INSTRUCTION: Copy out only the part of the material that opens with the line containing "Reviewer note: every instance of the dolphin's pale" and runs through the end, keeping every line. Offset each point coordinate in the answers by adding 150 to it.
— Start DATA FOR THE TASK —
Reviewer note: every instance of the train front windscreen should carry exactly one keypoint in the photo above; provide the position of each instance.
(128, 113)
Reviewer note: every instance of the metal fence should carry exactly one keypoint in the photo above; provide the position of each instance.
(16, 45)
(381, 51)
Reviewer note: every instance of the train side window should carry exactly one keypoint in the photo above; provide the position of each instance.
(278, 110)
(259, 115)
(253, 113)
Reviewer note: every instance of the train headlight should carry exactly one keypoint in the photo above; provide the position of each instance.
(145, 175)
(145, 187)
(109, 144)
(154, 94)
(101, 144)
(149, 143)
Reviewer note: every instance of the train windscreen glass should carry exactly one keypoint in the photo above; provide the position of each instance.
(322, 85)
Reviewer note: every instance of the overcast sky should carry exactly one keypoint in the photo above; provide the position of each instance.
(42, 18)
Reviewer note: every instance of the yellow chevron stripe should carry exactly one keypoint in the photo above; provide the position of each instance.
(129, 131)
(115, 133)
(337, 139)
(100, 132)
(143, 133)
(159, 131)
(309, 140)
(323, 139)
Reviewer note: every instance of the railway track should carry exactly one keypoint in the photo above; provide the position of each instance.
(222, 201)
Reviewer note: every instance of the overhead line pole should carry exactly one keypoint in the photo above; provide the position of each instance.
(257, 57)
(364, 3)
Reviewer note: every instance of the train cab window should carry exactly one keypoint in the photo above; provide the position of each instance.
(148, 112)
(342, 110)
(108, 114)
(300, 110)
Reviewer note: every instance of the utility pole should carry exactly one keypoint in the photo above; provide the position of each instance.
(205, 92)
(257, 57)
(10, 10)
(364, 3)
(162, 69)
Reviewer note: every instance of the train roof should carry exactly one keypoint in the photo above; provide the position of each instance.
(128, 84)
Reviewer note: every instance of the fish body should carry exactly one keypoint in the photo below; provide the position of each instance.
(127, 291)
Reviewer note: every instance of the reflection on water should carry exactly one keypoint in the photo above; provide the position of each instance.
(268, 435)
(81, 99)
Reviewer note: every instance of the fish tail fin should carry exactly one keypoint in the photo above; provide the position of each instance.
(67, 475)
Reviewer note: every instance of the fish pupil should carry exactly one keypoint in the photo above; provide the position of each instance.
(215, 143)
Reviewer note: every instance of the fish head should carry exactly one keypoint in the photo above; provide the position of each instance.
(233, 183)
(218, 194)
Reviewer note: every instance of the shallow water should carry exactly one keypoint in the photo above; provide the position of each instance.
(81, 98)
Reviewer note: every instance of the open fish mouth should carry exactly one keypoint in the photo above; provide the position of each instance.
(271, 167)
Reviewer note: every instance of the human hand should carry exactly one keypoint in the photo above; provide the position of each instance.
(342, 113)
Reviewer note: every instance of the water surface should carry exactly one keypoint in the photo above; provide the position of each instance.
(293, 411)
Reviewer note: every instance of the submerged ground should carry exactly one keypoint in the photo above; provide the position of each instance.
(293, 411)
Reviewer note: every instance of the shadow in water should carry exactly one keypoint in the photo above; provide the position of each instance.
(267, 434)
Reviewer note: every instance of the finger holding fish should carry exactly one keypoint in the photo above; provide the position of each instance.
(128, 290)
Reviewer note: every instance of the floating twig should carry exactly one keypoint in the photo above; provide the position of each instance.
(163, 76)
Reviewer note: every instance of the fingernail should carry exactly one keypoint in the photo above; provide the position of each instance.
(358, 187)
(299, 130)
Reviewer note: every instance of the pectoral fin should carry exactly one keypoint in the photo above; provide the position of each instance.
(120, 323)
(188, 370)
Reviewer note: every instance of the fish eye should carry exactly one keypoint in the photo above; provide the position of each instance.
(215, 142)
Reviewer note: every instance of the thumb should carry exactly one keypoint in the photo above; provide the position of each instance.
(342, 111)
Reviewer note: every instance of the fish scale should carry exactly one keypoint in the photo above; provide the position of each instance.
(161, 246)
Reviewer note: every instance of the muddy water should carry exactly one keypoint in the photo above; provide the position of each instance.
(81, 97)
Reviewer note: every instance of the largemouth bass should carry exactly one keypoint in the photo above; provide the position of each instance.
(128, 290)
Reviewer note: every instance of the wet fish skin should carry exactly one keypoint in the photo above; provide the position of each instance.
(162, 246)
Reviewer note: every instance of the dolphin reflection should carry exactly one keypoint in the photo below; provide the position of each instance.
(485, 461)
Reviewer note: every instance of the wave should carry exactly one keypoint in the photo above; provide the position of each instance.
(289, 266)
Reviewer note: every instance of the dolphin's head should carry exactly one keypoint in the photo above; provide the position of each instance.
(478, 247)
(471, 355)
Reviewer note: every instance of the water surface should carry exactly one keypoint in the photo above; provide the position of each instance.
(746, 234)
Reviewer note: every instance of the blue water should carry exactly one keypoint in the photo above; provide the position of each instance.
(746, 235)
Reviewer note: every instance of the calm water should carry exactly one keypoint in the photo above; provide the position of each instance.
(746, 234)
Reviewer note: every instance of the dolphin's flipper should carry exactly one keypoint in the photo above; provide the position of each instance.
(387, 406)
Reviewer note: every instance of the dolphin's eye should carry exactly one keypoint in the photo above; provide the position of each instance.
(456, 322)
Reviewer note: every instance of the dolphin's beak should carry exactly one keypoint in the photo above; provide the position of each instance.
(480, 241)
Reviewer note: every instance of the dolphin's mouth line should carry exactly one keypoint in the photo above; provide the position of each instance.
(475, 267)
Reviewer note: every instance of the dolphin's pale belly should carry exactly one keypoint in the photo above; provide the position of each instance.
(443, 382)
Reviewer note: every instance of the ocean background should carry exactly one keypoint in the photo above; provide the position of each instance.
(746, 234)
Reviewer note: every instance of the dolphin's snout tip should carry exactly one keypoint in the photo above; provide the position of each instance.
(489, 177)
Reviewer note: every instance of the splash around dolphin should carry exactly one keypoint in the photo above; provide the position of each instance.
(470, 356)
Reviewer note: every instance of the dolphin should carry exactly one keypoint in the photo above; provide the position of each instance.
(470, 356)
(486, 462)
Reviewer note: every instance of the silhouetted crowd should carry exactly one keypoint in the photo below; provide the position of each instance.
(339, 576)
— End DATA FOR THE TASK —
SOLUTION TO THE EXERCISE:
Reviewer note: every instance of the dolphin's pale belly should carry exactly one keypoint in the photo above; provide the position of each instance.
(593, 532)
Reviewer note: every instance of the ocean background should carry exactly one keypoint in the photo above; provide the position of each instance.
(896, 384)
Reviewer note: every instance of the dolphin's snout tip should carry exactly one keypoint in the photo above; provide the position of each instance.
(639, 327)
Reviewer note: every instance of the splash around dolphin should carry exactly one keypoint in the photo above; provide the position of each instance.
(620, 506)
Reviewer note: every instance of the dolphin should carry exactly one keypoint in the photo above; provide the position of each instance.
(620, 506)
(636, 612)
Reviewer note: every instance of the silhouetted crowd should carry exactly one keypoint in the photo below; provide the position of each instance.
(489, 726)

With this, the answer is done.